已保存条目:
::::
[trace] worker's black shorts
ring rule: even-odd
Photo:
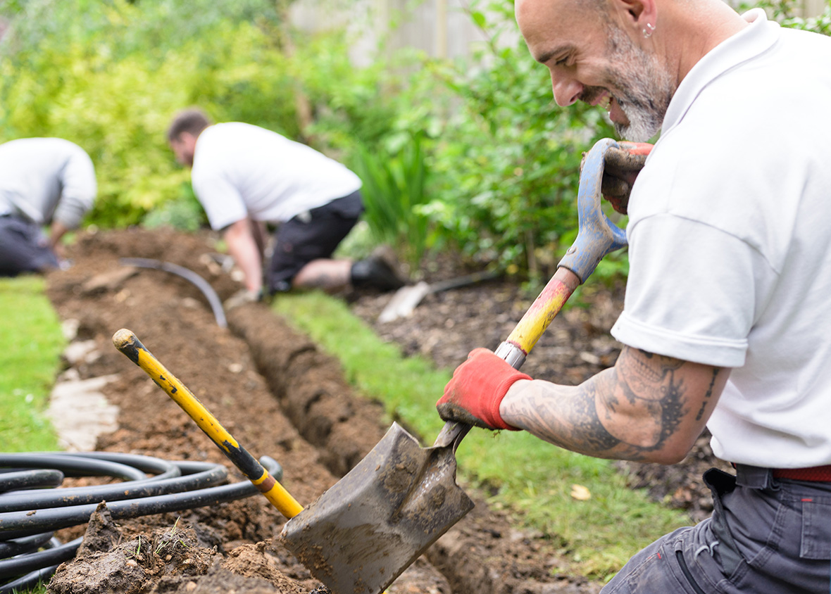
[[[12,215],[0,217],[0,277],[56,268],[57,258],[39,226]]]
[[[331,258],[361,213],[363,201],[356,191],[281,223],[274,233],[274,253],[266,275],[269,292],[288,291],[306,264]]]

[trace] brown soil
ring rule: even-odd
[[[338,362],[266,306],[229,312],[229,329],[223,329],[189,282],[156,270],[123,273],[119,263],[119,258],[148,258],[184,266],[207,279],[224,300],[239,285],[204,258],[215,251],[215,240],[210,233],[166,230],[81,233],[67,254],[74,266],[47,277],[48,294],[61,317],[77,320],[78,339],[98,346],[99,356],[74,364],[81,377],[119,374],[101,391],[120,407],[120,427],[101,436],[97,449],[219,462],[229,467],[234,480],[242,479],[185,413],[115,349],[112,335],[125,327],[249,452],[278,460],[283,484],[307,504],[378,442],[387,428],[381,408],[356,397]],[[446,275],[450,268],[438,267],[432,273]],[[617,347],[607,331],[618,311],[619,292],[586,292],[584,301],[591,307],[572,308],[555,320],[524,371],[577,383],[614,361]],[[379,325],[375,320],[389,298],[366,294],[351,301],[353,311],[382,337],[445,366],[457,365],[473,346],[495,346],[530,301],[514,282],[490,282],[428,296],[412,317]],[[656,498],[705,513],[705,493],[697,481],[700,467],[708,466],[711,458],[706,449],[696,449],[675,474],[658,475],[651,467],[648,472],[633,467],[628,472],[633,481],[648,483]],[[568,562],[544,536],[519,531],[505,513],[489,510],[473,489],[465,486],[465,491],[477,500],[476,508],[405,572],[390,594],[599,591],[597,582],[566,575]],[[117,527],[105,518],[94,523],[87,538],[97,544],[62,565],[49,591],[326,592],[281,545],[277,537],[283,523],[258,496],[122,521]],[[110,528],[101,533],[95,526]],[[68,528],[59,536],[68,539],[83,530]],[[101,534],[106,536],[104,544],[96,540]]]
::::
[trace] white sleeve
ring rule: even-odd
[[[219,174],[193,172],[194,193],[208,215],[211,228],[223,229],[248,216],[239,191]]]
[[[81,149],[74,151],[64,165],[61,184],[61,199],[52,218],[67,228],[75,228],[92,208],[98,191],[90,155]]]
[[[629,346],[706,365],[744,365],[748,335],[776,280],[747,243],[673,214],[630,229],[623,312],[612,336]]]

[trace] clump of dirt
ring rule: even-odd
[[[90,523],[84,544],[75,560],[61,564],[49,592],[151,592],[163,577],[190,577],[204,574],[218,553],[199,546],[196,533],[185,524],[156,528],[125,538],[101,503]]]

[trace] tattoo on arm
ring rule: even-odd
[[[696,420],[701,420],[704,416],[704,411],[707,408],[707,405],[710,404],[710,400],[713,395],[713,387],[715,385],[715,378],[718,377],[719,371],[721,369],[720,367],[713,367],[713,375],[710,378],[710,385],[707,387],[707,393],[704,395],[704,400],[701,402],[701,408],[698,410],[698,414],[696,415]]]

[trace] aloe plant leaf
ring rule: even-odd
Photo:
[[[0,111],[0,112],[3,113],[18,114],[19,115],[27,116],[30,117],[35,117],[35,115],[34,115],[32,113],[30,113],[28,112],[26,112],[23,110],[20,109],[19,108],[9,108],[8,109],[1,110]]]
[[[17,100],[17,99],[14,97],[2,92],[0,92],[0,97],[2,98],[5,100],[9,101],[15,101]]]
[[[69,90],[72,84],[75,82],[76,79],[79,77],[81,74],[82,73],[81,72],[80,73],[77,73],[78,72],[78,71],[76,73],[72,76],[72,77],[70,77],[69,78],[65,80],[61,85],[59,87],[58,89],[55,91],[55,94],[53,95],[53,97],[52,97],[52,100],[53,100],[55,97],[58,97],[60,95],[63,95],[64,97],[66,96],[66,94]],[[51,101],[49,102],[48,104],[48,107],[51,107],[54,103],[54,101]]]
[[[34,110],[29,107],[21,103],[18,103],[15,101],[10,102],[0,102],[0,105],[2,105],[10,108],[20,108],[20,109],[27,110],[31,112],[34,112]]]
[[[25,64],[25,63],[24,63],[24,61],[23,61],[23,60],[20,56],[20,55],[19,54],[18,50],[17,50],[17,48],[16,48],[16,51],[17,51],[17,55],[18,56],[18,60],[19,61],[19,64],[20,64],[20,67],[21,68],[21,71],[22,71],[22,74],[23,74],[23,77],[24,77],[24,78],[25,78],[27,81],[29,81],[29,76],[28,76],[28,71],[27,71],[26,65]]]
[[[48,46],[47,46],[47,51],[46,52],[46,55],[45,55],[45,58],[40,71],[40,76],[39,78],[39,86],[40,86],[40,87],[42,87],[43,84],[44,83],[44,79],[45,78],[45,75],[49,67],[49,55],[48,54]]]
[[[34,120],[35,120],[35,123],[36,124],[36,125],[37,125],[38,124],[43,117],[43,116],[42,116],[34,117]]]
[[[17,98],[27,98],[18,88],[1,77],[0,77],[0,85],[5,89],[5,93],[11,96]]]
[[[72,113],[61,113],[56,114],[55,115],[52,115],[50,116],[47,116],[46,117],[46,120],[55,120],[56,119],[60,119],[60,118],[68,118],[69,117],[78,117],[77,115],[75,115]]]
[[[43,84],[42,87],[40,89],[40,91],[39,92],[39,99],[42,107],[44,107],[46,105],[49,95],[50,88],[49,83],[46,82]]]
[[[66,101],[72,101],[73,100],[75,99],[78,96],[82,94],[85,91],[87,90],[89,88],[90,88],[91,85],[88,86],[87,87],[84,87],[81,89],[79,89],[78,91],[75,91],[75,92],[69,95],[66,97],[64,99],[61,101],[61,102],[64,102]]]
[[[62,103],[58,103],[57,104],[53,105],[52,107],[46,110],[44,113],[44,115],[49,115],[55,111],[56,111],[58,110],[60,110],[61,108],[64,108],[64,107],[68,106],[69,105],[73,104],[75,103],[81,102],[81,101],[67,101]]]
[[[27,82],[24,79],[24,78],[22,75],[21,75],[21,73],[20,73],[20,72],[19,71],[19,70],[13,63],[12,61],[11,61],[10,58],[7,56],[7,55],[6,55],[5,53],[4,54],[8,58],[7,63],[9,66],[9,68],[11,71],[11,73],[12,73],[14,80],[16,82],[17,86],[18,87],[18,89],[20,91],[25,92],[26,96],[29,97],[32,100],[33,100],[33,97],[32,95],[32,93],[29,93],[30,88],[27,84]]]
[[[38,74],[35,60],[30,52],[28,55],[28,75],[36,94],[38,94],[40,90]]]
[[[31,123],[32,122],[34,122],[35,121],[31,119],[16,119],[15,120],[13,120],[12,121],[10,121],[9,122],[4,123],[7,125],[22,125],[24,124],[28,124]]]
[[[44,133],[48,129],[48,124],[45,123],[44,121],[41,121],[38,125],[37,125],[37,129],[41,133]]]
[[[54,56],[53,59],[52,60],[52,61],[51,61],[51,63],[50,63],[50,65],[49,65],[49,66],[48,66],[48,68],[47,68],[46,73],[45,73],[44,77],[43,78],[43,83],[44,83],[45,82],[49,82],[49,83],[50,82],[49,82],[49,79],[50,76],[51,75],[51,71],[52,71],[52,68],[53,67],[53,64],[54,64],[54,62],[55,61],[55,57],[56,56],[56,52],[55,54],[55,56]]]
::::
§ **任务要求**
从上述记录中筛选出所有含有字符串“trace”的行，并原样列出。匹配时区分大小写。

§ **回答**
[trace] worker's black shorts
[trace] brown soil
[trace] white sleeve
[trace] clump of dirt
[trace] tattoo on arm
[trace] aloe plant leaf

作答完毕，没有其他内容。